(TASK PROMPT) Identify every line in the entries below that contains the word "green", and copy each such line in full. Case counts.

[Entries from a dataset]
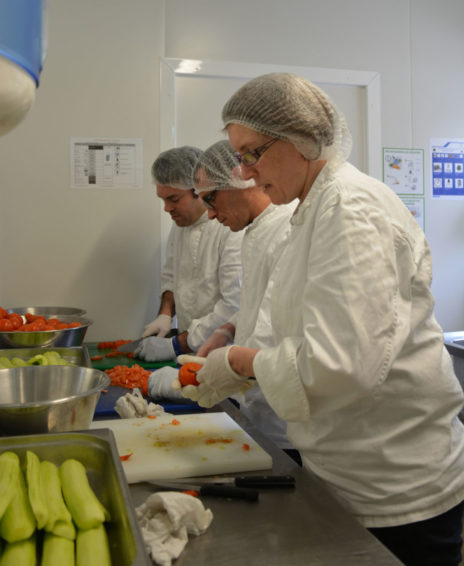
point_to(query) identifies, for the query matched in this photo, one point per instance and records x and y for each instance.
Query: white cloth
(166, 519)
(203, 270)
(134, 405)
(160, 384)
(360, 371)
(261, 246)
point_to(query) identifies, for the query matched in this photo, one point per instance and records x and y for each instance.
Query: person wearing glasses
(358, 370)
(242, 205)
(200, 281)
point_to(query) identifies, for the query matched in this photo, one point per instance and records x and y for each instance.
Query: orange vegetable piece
(188, 374)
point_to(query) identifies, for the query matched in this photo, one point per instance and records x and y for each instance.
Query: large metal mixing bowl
(65, 337)
(49, 312)
(38, 399)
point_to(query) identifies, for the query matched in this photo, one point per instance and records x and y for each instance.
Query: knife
(132, 346)
(270, 482)
(214, 490)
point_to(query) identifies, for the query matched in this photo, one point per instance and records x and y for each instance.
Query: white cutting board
(184, 446)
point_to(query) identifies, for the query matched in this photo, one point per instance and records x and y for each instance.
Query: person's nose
(248, 172)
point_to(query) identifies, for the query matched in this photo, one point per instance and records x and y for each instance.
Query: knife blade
(214, 490)
(130, 346)
(270, 481)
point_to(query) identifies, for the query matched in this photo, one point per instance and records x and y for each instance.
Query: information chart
(447, 159)
(106, 163)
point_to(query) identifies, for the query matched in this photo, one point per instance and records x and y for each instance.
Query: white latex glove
(159, 327)
(155, 349)
(217, 380)
(218, 339)
(160, 384)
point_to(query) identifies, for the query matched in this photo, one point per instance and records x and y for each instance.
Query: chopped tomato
(191, 492)
(130, 377)
(6, 325)
(188, 374)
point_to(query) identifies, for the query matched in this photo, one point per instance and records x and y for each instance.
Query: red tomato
(16, 320)
(6, 325)
(188, 374)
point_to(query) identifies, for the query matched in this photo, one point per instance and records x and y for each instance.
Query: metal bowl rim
(45, 404)
(88, 322)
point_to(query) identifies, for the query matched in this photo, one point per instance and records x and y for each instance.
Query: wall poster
(403, 172)
(447, 175)
(101, 163)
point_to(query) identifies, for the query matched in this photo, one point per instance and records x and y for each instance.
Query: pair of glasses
(249, 158)
(209, 199)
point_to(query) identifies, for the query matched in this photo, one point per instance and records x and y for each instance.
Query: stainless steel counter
(305, 526)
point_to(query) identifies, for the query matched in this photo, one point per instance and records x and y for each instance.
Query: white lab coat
(360, 371)
(203, 270)
(261, 246)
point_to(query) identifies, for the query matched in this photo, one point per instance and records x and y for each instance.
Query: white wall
(94, 248)
(415, 45)
(100, 249)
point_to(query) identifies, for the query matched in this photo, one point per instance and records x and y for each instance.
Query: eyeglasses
(209, 199)
(249, 158)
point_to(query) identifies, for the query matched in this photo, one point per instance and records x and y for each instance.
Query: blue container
(21, 34)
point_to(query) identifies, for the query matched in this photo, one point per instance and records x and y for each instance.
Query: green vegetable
(57, 551)
(21, 553)
(92, 547)
(9, 473)
(18, 362)
(59, 520)
(18, 521)
(84, 506)
(35, 489)
(5, 363)
(54, 359)
(38, 360)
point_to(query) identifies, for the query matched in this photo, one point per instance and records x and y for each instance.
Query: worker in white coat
(200, 282)
(240, 205)
(359, 370)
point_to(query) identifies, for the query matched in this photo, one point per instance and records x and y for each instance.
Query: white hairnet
(218, 169)
(289, 107)
(174, 167)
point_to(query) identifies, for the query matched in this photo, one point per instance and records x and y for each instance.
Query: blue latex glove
(156, 349)
(160, 384)
(217, 380)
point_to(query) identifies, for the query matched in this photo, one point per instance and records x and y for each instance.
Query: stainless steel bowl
(48, 312)
(65, 337)
(38, 399)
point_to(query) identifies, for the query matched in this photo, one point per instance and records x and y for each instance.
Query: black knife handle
(228, 491)
(272, 482)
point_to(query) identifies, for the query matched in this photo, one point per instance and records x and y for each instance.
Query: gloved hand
(155, 349)
(160, 326)
(160, 384)
(218, 339)
(217, 380)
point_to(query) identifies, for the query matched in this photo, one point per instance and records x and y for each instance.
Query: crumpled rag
(166, 519)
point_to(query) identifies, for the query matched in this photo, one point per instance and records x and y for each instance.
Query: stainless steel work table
(305, 526)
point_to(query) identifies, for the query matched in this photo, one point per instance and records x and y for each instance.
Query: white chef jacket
(360, 371)
(203, 270)
(261, 246)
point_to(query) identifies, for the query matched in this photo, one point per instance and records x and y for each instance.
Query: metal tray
(96, 449)
(77, 355)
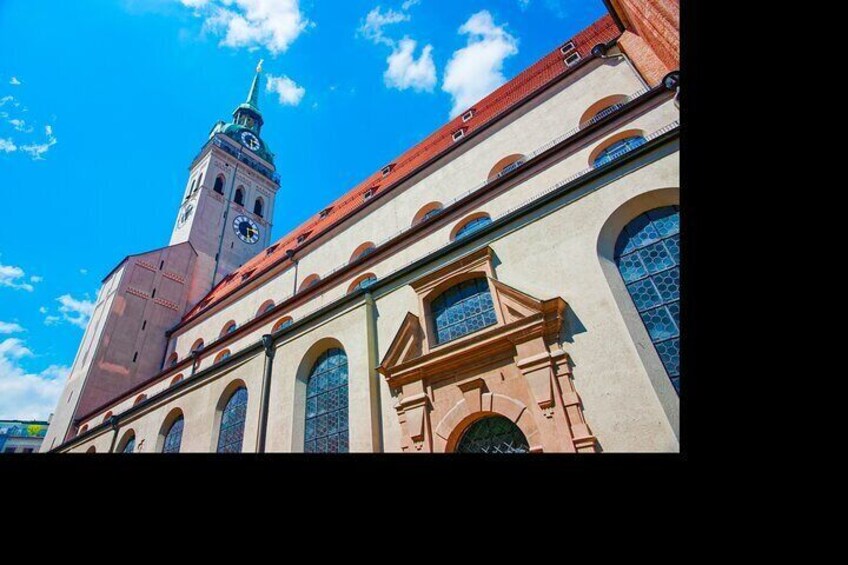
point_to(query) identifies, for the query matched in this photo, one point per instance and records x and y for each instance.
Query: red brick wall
(652, 36)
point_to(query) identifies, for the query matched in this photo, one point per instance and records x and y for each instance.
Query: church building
(508, 285)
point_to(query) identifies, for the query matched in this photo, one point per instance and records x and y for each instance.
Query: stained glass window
(648, 257)
(473, 226)
(493, 434)
(232, 423)
(431, 213)
(364, 283)
(604, 113)
(129, 447)
(463, 309)
(618, 149)
(174, 437)
(326, 404)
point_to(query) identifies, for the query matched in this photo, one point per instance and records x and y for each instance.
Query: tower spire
(253, 95)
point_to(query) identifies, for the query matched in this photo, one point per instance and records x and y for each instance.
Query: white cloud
(272, 24)
(7, 145)
(289, 92)
(37, 150)
(20, 125)
(10, 328)
(404, 71)
(76, 312)
(25, 395)
(376, 20)
(477, 69)
(12, 277)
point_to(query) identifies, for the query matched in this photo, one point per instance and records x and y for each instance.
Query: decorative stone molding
(515, 368)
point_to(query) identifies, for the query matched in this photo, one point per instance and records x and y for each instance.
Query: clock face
(250, 140)
(185, 214)
(246, 229)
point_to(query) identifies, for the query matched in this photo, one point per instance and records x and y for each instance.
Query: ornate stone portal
(515, 368)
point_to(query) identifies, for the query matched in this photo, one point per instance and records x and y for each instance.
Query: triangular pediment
(515, 305)
(408, 343)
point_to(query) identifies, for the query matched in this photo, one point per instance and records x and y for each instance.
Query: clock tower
(226, 210)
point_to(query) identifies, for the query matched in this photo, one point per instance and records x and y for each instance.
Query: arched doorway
(493, 434)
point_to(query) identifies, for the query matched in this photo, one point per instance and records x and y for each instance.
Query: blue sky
(104, 103)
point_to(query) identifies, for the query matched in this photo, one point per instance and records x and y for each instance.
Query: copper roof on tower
(503, 99)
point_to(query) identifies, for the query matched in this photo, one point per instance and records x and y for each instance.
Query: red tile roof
(522, 87)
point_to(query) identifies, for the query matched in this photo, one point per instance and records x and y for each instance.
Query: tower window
(572, 59)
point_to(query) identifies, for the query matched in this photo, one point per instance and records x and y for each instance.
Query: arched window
(231, 433)
(127, 445)
(228, 328)
(506, 165)
(363, 281)
(267, 305)
(326, 404)
(617, 149)
(647, 254)
(472, 226)
(363, 250)
(428, 211)
(174, 437)
(258, 206)
(463, 309)
(602, 108)
(282, 323)
(311, 280)
(493, 434)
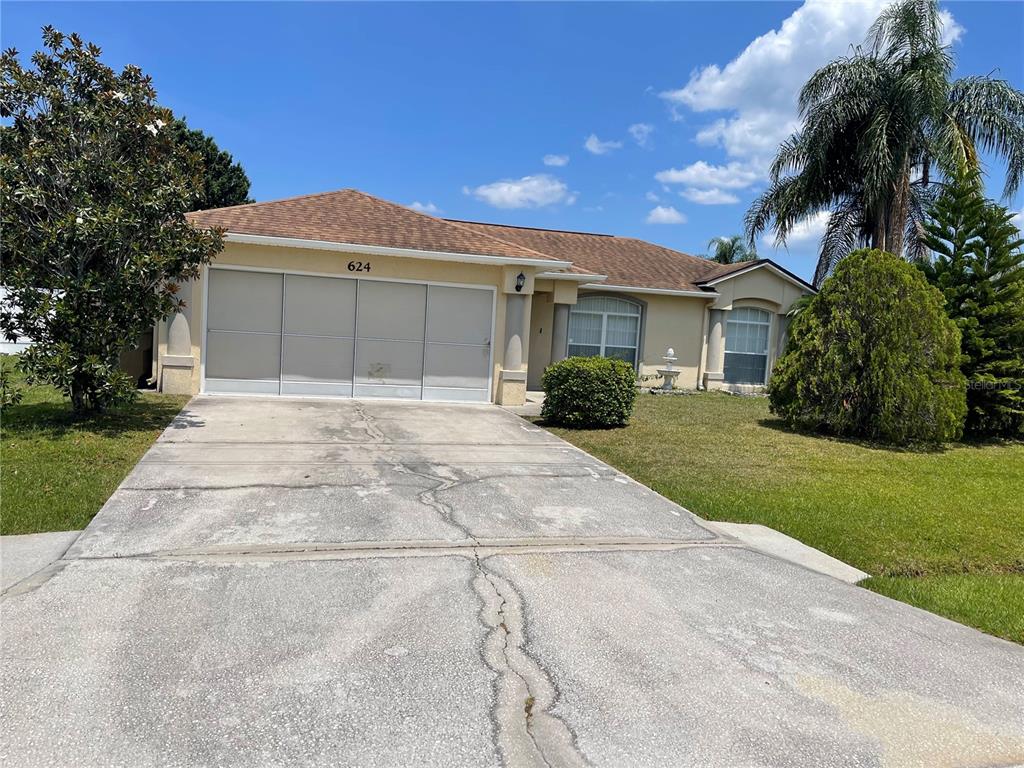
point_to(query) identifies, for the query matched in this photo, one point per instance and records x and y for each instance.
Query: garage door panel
(459, 314)
(317, 359)
(244, 301)
(320, 306)
(394, 363)
(391, 310)
(310, 335)
(457, 366)
(243, 355)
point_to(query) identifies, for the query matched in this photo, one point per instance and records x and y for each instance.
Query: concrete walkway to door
(393, 584)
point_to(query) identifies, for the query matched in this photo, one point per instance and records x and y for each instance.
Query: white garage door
(305, 335)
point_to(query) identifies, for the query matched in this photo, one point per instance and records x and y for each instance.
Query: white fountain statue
(670, 372)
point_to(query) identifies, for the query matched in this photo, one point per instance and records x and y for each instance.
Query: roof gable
(625, 261)
(349, 216)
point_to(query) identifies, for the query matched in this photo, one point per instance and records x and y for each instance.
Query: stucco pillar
(716, 349)
(512, 386)
(560, 333)
(783, 334)
(177, 363)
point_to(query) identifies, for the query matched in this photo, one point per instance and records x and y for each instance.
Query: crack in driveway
(528, 733)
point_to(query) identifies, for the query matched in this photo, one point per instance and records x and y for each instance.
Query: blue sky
(652, 120)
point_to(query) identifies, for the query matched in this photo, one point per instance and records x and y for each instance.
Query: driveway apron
(392, 584)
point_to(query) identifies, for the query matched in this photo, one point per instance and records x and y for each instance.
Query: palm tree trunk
(898, 211)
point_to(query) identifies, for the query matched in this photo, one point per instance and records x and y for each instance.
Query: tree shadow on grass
(923, 448)
(54, 420)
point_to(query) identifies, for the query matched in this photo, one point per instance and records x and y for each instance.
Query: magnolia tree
(93, 192)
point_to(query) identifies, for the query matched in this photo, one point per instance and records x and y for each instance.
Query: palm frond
(991, 114)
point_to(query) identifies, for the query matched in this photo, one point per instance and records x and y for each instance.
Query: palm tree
(731, 250)
(878, 127)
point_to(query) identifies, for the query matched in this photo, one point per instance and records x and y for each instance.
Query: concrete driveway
(382, 584)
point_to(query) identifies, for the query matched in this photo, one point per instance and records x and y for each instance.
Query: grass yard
(57, 470)
(941, 529)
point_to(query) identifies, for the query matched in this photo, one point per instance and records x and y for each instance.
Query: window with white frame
(747, 333)
(605, 326)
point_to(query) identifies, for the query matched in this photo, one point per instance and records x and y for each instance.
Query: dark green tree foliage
(979, 267)
(730, 250)
(872, 356)
(878, 128)
(93, 192)
(224, 181)
(582, 392)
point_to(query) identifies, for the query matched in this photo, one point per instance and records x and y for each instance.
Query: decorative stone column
(716, 349)
(560, 333)
(177, 363)
(512, 382)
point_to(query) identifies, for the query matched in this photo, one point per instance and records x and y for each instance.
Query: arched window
(747, 332)
(605, 326)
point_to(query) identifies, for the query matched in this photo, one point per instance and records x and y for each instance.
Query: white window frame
(604, 325)
(766, 353)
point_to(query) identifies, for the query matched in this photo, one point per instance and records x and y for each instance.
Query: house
(343, 294)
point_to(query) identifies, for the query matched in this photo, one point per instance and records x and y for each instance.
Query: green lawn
(942, 529)
(57, 470)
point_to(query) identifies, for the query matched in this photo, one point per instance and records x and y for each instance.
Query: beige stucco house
(343, 294)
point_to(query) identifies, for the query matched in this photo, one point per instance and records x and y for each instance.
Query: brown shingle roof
(352, 216)
(626, 261)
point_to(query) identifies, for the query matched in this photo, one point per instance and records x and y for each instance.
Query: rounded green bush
(873, 355)
(589, 392)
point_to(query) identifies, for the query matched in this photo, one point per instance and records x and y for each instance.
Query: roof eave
(322, 245)
(657, 291)
(771, 265)
(571, 276)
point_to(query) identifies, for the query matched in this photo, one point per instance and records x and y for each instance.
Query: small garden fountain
(670, 372)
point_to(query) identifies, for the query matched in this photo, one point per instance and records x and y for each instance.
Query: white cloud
(425, 208)
(760, 86)
(641, 132)
(709, 197)
(807, 231)
(702, 175)
(666, 215)
(528, 192)
(596, 146)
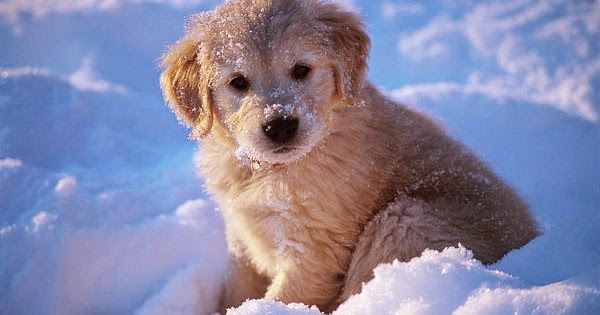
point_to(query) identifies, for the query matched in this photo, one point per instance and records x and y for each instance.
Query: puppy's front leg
(311, 285)
(243, 282)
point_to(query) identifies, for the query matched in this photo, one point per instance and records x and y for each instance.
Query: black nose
(281, 130)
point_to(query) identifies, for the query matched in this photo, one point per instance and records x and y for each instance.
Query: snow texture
(101, 212)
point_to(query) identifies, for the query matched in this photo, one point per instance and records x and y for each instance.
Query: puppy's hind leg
(402, 231)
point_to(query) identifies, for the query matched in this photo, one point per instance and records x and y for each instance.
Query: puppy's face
(269, 72)
(274, 102)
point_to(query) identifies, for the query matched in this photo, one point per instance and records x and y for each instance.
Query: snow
(101, 211)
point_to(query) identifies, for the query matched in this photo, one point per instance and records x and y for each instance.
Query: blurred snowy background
(101, 212)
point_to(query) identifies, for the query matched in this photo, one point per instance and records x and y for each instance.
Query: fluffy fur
(357, 180)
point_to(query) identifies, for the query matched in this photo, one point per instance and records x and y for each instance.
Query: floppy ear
(349, 45)
(186, 88)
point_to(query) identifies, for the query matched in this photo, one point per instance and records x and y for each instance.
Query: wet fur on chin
(375, 182)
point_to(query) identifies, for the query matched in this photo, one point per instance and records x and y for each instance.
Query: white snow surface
(101, 211)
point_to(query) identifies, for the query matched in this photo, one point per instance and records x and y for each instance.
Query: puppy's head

(TASK ANSWER)
Query: green vegetable
Query: dark green tree foliage
Query: green lawn
Query: rounded green bush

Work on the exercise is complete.